15.       Further, the undertaking provided by SARS has not extinguished BPSA's need to respond to SARS' Letters of Demand. If BPSA does not respond to these letters it will be liable for the repayment of millions of Rand for outstanding duties, and amounts in lieu of forfeiture. The reasonable apprehension that SARS may proceed with execution in respect of BPSA's property should it reject BPSA's request for suspension of payment further compounds the need to adequately respond to the Letters of Demand.

 

[19]     When one has regard to the aforegoing, in my view it is quite evident that the matter continued to remain urgent.

[20]     The Respondent's attack on urgency was based on allegations that they had already furnished documents to the Applicant and that the Applicant was acting in bad faith by bringing the application as the Respondent had supplied "a significant volume of documents" shortly before the application was launched. There was no real attack by the Respondent on the urgency itself. In light of the imminent action by SARS and the fact that every aspect of the application had been fully canvassed by the Respondent in its answering affidavit and dealt with in argument, I find that although the application was brought at very late stage, there was indeed urgency. In any event I am of the view that there would be no purpose served at this stage to dismiss the matter as the issues had been fully ventilated on the papers and argued extensively.

 

The Reconsider Application

[21]      It is trite that the purpose of a reconsideration application is to allow a party aggrieved by an order granted in its absence an opportunity to bring to the attention of the Court factors that if known to the Court at the time would have militated against the order being granted. See ISDN Solutions (Pty) Ltd vs SCDN Solutions CC 1996 (4) SA 484 (W).

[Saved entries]
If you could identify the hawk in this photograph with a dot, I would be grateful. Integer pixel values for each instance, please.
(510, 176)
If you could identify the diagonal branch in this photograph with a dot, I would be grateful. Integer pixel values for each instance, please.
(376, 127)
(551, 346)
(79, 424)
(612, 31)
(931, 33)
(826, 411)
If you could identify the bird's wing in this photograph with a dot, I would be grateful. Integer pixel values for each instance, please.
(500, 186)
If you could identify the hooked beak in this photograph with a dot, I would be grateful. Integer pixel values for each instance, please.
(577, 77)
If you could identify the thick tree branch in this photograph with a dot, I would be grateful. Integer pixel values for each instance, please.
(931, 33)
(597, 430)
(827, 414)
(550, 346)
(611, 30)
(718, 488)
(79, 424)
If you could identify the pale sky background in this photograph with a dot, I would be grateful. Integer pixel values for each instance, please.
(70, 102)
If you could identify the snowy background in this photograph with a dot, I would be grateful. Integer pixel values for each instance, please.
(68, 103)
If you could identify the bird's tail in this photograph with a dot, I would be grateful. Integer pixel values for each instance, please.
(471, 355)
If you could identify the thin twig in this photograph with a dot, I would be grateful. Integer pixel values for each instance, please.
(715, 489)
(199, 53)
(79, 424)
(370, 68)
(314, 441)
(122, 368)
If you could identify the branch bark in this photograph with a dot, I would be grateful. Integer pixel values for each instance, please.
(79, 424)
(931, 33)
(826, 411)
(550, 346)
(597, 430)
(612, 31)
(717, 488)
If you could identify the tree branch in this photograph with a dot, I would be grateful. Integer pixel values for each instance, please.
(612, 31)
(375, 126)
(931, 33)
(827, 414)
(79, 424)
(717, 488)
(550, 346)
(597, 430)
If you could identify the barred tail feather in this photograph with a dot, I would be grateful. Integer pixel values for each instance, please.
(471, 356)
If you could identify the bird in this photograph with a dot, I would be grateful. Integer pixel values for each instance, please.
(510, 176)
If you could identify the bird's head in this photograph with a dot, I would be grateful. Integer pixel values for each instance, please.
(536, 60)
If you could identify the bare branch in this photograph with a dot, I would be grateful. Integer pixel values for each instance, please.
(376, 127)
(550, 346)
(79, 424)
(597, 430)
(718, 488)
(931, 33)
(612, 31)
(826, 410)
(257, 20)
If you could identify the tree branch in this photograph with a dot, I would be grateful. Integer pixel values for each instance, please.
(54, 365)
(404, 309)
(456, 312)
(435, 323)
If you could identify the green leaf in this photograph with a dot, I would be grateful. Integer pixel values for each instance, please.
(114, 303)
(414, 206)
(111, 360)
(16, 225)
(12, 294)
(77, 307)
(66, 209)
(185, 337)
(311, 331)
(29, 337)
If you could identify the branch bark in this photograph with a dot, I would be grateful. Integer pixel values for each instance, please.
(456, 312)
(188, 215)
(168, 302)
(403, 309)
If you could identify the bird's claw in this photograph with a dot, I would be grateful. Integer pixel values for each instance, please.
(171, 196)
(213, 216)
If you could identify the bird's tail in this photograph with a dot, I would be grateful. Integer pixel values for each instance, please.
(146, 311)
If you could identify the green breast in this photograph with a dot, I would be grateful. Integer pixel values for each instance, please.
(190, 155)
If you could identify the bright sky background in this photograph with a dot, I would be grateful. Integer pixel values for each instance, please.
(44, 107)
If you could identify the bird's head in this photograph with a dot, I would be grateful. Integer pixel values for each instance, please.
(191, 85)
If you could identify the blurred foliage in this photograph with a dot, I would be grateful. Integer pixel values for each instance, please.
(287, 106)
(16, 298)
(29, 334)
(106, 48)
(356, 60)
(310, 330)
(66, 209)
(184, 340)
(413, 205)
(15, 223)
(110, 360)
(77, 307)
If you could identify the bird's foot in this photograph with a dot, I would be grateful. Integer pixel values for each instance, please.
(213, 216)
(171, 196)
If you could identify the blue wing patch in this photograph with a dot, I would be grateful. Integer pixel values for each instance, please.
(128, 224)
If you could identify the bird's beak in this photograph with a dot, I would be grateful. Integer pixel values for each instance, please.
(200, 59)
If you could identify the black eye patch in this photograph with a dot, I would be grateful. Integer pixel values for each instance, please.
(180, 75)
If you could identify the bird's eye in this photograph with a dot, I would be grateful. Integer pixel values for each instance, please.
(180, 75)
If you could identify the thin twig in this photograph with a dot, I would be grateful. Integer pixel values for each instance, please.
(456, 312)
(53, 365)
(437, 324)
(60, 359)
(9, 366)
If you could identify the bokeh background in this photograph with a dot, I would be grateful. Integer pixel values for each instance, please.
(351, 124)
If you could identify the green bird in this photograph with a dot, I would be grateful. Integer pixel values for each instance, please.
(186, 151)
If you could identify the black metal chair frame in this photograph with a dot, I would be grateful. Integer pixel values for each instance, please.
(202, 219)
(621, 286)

* * *

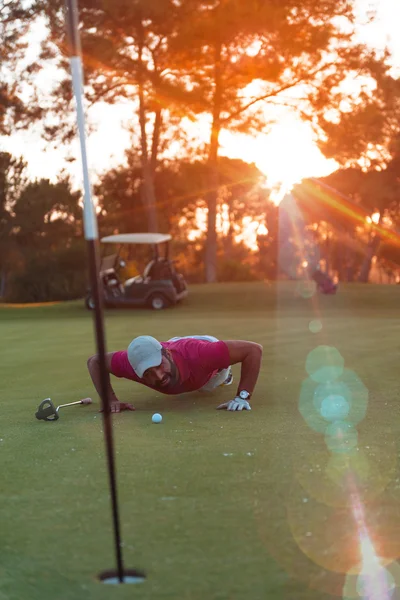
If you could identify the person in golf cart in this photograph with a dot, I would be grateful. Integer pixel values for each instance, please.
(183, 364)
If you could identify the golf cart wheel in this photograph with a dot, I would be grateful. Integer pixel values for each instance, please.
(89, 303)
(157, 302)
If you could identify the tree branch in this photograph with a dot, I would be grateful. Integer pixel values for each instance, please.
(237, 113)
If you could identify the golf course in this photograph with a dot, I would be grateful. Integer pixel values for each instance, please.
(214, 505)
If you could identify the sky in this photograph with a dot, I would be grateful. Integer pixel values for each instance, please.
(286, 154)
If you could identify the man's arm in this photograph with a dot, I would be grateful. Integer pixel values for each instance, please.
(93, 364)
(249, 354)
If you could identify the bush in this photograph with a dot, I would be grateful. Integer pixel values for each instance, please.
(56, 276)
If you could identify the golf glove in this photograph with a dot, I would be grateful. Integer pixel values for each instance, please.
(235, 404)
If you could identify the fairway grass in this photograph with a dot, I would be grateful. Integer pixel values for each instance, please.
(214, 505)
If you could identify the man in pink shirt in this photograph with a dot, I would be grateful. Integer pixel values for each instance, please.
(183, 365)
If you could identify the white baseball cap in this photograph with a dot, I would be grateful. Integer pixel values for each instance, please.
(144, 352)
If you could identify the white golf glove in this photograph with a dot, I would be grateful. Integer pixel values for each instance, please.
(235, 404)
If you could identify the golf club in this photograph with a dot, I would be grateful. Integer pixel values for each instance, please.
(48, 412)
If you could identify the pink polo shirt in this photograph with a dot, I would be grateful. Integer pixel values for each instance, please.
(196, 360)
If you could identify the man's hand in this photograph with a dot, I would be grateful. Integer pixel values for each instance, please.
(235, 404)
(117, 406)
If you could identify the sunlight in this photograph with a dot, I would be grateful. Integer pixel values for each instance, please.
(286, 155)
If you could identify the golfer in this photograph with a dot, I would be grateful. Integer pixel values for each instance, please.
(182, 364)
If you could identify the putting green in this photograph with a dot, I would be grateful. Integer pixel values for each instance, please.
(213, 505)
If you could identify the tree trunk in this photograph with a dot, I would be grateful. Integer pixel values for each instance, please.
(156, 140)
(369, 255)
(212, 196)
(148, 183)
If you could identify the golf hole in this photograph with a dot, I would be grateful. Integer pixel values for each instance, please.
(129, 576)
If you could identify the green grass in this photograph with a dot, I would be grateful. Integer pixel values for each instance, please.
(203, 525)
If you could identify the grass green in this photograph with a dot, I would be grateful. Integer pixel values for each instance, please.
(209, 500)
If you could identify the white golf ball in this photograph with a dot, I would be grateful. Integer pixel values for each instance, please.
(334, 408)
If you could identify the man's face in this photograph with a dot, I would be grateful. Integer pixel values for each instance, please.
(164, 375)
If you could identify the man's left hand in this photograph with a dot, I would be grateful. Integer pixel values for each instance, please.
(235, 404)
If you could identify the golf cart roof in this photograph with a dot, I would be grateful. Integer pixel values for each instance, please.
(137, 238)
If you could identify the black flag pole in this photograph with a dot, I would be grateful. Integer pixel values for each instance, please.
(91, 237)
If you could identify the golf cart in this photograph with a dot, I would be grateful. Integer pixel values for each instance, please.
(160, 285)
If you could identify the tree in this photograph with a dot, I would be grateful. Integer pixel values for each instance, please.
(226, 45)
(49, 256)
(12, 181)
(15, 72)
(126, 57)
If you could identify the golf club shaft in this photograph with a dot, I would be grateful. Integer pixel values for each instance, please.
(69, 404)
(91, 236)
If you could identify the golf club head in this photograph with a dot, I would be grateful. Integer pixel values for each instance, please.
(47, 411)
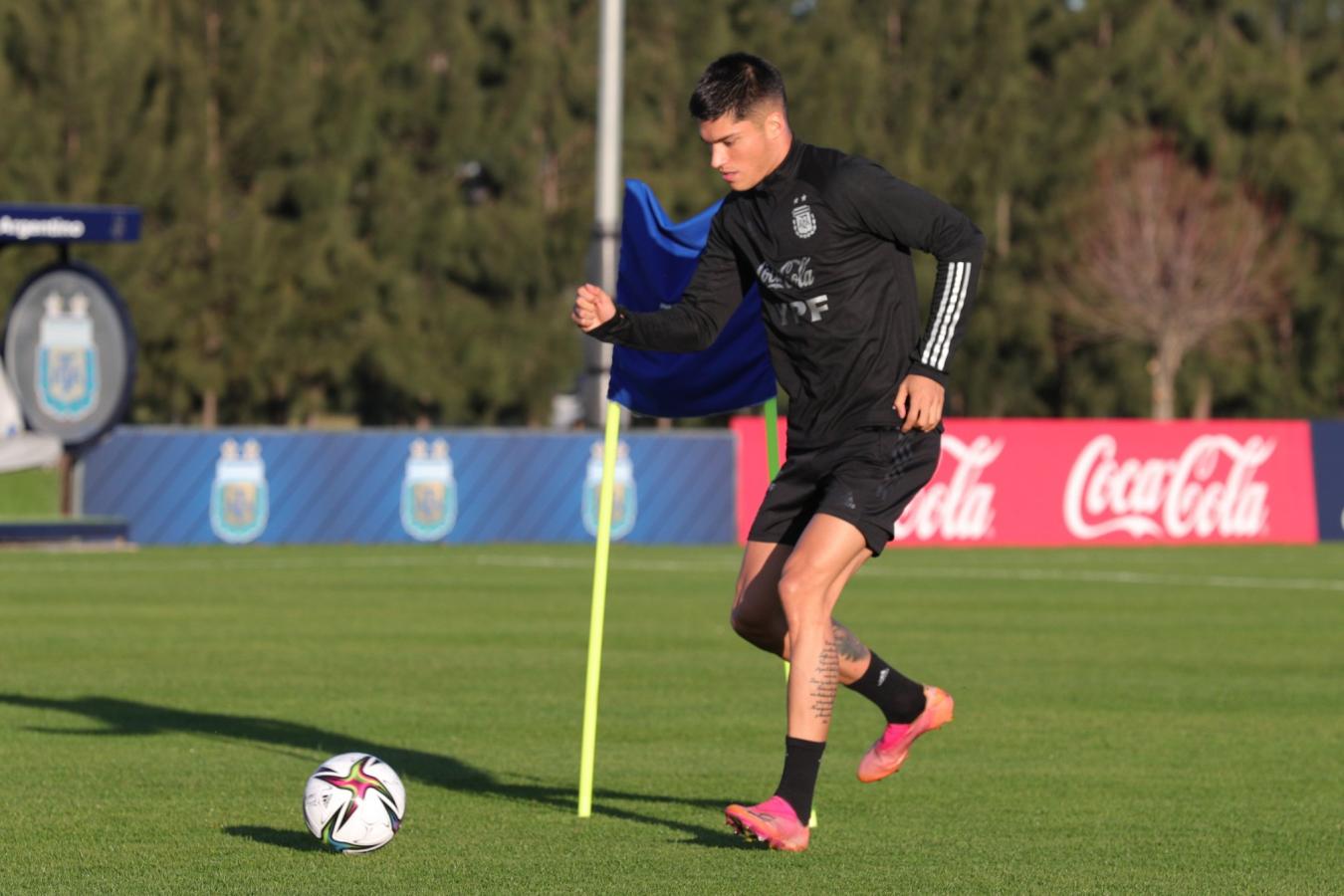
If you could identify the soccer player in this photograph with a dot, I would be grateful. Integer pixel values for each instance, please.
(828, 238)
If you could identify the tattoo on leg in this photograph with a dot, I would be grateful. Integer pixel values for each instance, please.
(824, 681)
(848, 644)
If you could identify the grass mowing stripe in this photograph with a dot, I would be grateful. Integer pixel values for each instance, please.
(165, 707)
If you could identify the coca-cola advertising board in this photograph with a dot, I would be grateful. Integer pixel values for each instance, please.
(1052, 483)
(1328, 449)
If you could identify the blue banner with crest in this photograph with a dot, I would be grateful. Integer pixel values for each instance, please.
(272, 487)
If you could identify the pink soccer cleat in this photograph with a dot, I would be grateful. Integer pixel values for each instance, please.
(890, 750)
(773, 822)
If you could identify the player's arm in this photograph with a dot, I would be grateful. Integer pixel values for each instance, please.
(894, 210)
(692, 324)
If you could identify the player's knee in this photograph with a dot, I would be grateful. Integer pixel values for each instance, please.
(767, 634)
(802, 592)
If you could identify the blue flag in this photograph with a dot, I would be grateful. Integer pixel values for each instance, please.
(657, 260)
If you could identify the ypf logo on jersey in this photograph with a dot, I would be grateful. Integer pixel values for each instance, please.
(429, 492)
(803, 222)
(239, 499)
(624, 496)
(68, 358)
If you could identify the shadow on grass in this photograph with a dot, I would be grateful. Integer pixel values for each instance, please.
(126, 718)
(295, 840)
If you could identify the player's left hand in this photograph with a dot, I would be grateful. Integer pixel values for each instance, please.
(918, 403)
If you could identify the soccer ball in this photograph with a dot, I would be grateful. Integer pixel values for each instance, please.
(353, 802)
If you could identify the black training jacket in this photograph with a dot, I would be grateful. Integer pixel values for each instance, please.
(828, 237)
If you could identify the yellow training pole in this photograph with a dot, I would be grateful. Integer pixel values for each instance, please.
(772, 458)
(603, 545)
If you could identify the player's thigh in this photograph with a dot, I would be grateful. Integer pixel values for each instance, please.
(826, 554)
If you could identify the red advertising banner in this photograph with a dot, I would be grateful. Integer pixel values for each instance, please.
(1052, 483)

Activity 1:
List every paragraph number that appears in square brackets in the court judgment excerpt.
Activity 2:
Write the next part of the court judgment excerpt, starting after the sentence that cites ISDN Solutions (Pty) Ltd vs SCDN Solutions CC.

Exercise output 1:
[19], [20], [21]

Exercise output 2:
[22]      It is common cause that the Respondent had launched its reconsideration application at a very late stage, weeks after a comprehensive answering affidavit had been delivered on its behalf and the Applicant had replied thereto. Interim relief was granted on 20 March 2020. In the further affidavit of Hodgkinson, it was pointed out that the interim relief had either been given effect to or was overtaken by events and all that remained to be determined was the issue of the documents which the Applicant contended remained outstanding. The interim relief required the Respondent to continue to collate documents which it did and pursuant to that, as I have indicated, it is common cause that a large volume of documents were delivered. It is common cause in the Heads of Argument delivered by both the parties in the reconsideration application that a Court in such application must take into account whether an imbalance or oppression or injustice may have resulted from the granting of the interim order. As stated above, significantly the Respondent's application for reconsideration does not dispose finally of the main application. What was sought was a reconsideration of the interim relief only. Accordingly the reconsideration in effect served no purpose since (as I have indicated) there had been compliance with the interim order and it did not seek to dispose of the whole application.

[23]      It is clear that the remedy of a reconsideration is discretionary (ISDN case supra at 487 B - C). Taking into account the factors set above, and the factual background, I do not consider that the interim order created any imbalance or injustice. I accordingly find no merit to such application.

 

The Main Application

[24]      As stated above, it is common cause that the parties had on diverse occasions concluded contracts for the sale and supply of fuel which the Respondent would on sell to its consignees for export to Zimbabwe. The fuel was sold free of domestic duty because it was not to be used for domestic consumption. SARS conducted an audit/investigation into the fuel allegedly sold for export and found that the fuel was not exported and issued the letters of intent referred to above demanding that the Applicant and/or the Respondent produce documentary proof to demonstrate that the fuel was so exported failing which, SARS intended to levy fines and penalties to the value of approximately R50 million. Letters of demand by SARS in some instances were addressed to both parties and in other instances to the Applicant only.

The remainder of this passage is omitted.